--- Work to complete ---
The answer consists solely of the data below, reproduced exactly.

::: Task input :::

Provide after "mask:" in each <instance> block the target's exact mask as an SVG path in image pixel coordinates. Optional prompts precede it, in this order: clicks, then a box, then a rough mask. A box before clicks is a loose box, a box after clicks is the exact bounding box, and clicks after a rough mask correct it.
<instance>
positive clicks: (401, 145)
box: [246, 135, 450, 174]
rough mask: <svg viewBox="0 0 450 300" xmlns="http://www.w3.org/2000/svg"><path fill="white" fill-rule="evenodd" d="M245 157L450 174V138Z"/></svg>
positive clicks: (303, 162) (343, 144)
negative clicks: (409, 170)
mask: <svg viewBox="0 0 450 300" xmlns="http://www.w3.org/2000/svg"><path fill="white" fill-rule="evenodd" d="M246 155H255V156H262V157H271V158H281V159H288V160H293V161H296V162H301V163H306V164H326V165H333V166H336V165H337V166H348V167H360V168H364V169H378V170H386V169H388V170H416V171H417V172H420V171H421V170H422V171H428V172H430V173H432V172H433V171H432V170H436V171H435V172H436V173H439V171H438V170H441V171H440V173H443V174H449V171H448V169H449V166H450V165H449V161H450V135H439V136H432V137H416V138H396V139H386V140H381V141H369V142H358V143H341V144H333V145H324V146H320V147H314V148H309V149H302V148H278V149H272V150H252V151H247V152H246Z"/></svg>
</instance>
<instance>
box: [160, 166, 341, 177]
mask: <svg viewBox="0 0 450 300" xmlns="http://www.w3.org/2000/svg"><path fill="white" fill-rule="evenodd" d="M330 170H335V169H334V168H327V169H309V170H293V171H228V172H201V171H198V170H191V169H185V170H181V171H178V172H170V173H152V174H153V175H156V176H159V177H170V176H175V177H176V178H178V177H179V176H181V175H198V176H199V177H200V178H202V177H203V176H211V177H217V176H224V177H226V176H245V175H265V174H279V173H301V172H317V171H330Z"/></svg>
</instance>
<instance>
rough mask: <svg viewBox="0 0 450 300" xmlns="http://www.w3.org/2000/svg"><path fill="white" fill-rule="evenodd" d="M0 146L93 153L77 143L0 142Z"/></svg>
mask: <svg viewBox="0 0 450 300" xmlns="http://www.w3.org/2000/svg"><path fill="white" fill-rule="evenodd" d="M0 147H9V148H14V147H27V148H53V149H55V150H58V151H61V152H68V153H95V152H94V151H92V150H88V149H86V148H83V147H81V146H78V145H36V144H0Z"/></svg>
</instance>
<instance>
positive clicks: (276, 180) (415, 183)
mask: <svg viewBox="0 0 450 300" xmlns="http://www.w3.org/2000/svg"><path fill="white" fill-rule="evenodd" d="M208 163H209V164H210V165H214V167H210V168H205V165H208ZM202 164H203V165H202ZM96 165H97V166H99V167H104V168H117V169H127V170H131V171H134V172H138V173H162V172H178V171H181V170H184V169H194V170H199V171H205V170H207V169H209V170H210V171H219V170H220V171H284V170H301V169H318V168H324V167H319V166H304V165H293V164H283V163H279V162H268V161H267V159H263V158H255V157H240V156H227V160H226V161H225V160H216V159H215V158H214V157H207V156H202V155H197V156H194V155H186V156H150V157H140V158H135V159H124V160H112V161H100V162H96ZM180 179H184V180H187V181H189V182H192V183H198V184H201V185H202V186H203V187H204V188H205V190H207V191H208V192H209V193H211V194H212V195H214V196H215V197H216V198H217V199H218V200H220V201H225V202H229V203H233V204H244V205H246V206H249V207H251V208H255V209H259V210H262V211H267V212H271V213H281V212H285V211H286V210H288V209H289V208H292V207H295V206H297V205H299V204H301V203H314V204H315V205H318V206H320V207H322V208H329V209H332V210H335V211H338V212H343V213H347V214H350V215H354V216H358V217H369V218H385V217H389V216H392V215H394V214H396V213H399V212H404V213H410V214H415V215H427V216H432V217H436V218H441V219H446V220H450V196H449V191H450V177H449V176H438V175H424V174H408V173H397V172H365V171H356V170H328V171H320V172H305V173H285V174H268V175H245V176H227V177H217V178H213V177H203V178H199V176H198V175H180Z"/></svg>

:::

--- Solution to the exercise ---
Provide after "mask:" in each <instance> block the target's exact mask as an SVG path in image pixel coordinates. Optional prompts precede it, in this order: clicks, then a box, then a rough mask. A box before clicks is a loose box, a box after clicks is the exact bounding box, and clicks after a rough mask correct it.
<instance>
positive clicks: (401, 145)
box: [246, 135, 450, 174]
rough mask: <svg viewBox="0 0 450 300" xmlns="http://www.w3.org/2000/svg"><path fill="white" fill-rule="evenodd" d="M245 157L450 174V138Z"/></svg>
positive clicks: (303, 162) (343, 144)
negative clicks: (409, 170)
mask: <svg viewBox="0 0 450 300" xmlns="http://www.w3.org/2000/svg"><path fill="white" fill-rule="evenodd" d="M246 155H255V156H262V157H271V158H281V159H288V160H293V161H296V162H301V163H306V164H326V165H333V166H336V165H337V166H348V167H360V168H364V169H378V170H386V169H388V170H416V171H417V172H420V171H421V170H422V171H428V172H430V173H432V172H433V171H432V170H436V171H435V172H436V173H439V171H438V170H441V171H440V173H443V174H449V171H448V169H449V166H450V165H449V161H450V135H439V136H432V137H416V138H396V139H386V140H381V141H369V142H358V143H341V144H333V145H324V146H320V147H314V148H309V149H302V148H278V149H272V150H252V151H247V152H246Z"/></svg>
</instance>
<instance>
box: [160, 166, 341, 177]
mask: <svg viewBox="0 0 450 300" xmlns="http://www.w3.org/2000/svg"><path fill="white" fill-rule="evenodd" d="M330 170H335V169H334V168H327V169H309V170H293V171H228V172H201V171H198V170H191V169H185V170H181V171H178V172H170V173H152V174H153V175H156V176H159V177H170V176H175V177H176V178H178V177H179V176H181V175H198V176H199V177H200V178H202V177H203V176H211V177H217V176H224V177H226V176H245V175H265V174H279V173H301V172H317V171H330Z"/></svg>
</instance>
<instance>
rough mask: <svg viewBox="0 0 450 300" xmlns="http://www.w3.org/2000/svg"><path fill="white" fill-rule="evenodd" d="M0 146L93 153L77 143L0 142Z"/></svg>
mask: <svg viewBox="0 0 450 300" xmlns="http://www.w3.org/2000/svg"><path fill="white" fill-rule="evenodd" d="M0 147H9V148H14V147H27V148H53V149H55V150H58V151H61V152H68V153H95V152H94V151H92V150H88V149H86V148H83V147H81V146H78V145H36V144H0Z"/></svg>
</instance>
<instance>
positive clicks: (276, 180) (415, 183)
mask: <svg viewBox="0 0 450 300" xmlns="http://www.w3.org/2000/svg"><path fill="white" fill-rule="evenodd" d="M208 163H209V164H210V165H214V167H210V168H205V165H208ZM202 164H203V165H202ZM96 165H97V166H99V167H104V168H117V169H127V170H131V171H134V172H138V173H162V172H178V171H181V170H184V169H194V170H199V171H205V170H207V169H209V170H210V171H219V170H220V171H284V170H301V169H318V168H324V167H319V166H304V165H293V164H283V163H279V162H268V161H267V159H263V158H255V157H240V156H227V160H226V161H225V160H216V159H215V158H214V157H207V156H202V155H197V156H194V155H186V156H150V157H140V158H135V159H124V160H112V161H100V162H96ZM180 179H184V180H187V181H189V182H192V183H198V184H201V185H202V186H203V187H204V188H205V190H207V191H208V192H209V193H211V194H212V195H214V196H215V197H216V198H217V199H218V200H220V201H225V202H229V203H233V204H244V205H246V206H249V207H251V208H255V209H259V210H262V211H267V212H271V213H281V212H285V211H286V210H288V209H289V208H292V207H295V206H297V205H299V204H301V203H314V204H315V205H318V206H320V207H322V208H329V209H332V210H335V211H338V212H343V213H347V214H350V215H354V216H358V217H369V218H385V217H389V216H392V215H394V214H396V213H399V212H404V213H410V214H415V215H427V216H432V217H436V218H441V219H446V220H450V196H449V191H450V177H449V176H438V175H424V174H408V173H397V172H365V171H356V170H328V171H320V172H305V173H285V174H268V175H245V176H227V177H217V178H213V177H203V178H199V176H198V175H180Z"/></svg>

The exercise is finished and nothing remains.